Work instructions:
A: In the note on how FLTK picks a Wayland window decorator, what plugin does the built-in libdecor load when libgtk-3-dev was not available at compile time?
B: Echo word for word the stretch of the FLTK decorator note from "So (and I caution" through "any system libdecor.".
C: Write what comes next in the FLTK decorator note, picking up after its final sentence.

::: Selected excerpt

So (and I caution here that I only had a fairly cursory look...) what I think happens to "choose" the Wayland window decorator, with the current fltk-1.4 head is:

+ If Wayland is "not available" at runtime, OR if FLTK_BACKEND=x11 is set explicitly, then the X11 "traditional" code paths are run and decorations are provided by the X11 WM in the "normal" fashion we're all used to.

+ If Wayland is available, then:

++ If there is a *system* libdecor available, it is loaded and thereafter *it* decides what decorator plugin to run, presumably based on some system-wide setting? FWIW, I have not seen this work since the (one) system I have does not provide any system libdecor.

++ If there is no system libdecor, then we use the fltk built-in libdecor which:

+++ Will load a gtk-3 based plugin, IF libgtk-3-dev was available *when fltk was compiled* (libgtk-3 is not on my WSL2 test set-up)

+++ Else will load a Cairo based decorator plugin (since Cairo has to be available for our Wayland port anyway.)

As best I can tell, the libdecor we have "built-in" is pretty much "stock" so we do not have to work too hard to maintain it in the short term (and I assume that in the long term we expect system libdecor to become commonplace so the built-in version is less likely to be invoked?)

::::::
::: Material supplied

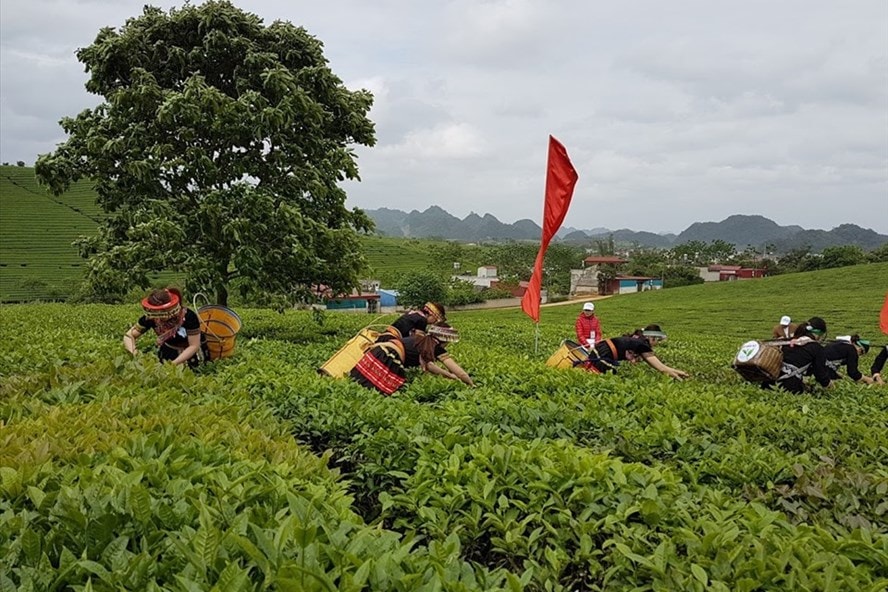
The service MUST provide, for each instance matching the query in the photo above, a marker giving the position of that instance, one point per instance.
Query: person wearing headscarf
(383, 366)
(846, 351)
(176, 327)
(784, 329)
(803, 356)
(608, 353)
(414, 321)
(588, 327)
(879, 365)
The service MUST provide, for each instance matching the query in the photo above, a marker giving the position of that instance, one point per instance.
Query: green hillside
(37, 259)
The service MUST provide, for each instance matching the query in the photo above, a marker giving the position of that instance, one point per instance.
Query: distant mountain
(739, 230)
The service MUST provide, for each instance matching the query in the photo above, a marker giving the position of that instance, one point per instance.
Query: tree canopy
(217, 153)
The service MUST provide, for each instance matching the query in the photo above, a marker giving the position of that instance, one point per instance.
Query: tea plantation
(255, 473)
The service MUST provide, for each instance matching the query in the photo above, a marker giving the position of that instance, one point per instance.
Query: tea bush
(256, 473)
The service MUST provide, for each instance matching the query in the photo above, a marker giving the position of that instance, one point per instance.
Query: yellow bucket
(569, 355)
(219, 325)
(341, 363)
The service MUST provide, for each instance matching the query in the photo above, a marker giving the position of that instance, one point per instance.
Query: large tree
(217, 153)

::::::

Written answers:
A: A Cairo-based decorator plugin.

B:
So (and I caution here that I only had a fairly cursory look...) what I think happens to "choose" the Wayland window decorator, with the current fltk-1.4 head is:

+ If Wayland is "not available" at runtime, OR if FLTK_BACKEND=x11 is set explicitly, then the X11 "traditional" code paths are run and decorations are provided by the X11 WM in the "normal" fashion we're all used to.

+ If Wayland is available, then:

++ If there is a *system* libdecor available, it is loaded and thereafter *it* decides what decorator plugin to run, presumably based on some system-wide setting? FWIW, I have not seen this work since the (one) system I have does not provide any system libdecor.

C:
So: we could probably fix the cosmetic issues with the Cairo decorator plugin, but doing so would put our built-in code out-of-synch with upstream and hence be a maintenance burden. Still might be worth a stab (I say this without looking at what the decorator plugin code actually does at all!)
Or we could maybe add our own fltk-based decorator plugin, alongside the "stock" plugins, that will be called in preference to the gtk-3 or Cairo options, if the built-in libdecor is used? That way we can mess with the cosmetic aspects without altering the code from upstream at all.
But previous caveat applies - I have no clue whether that is feasible nor how hard it might be...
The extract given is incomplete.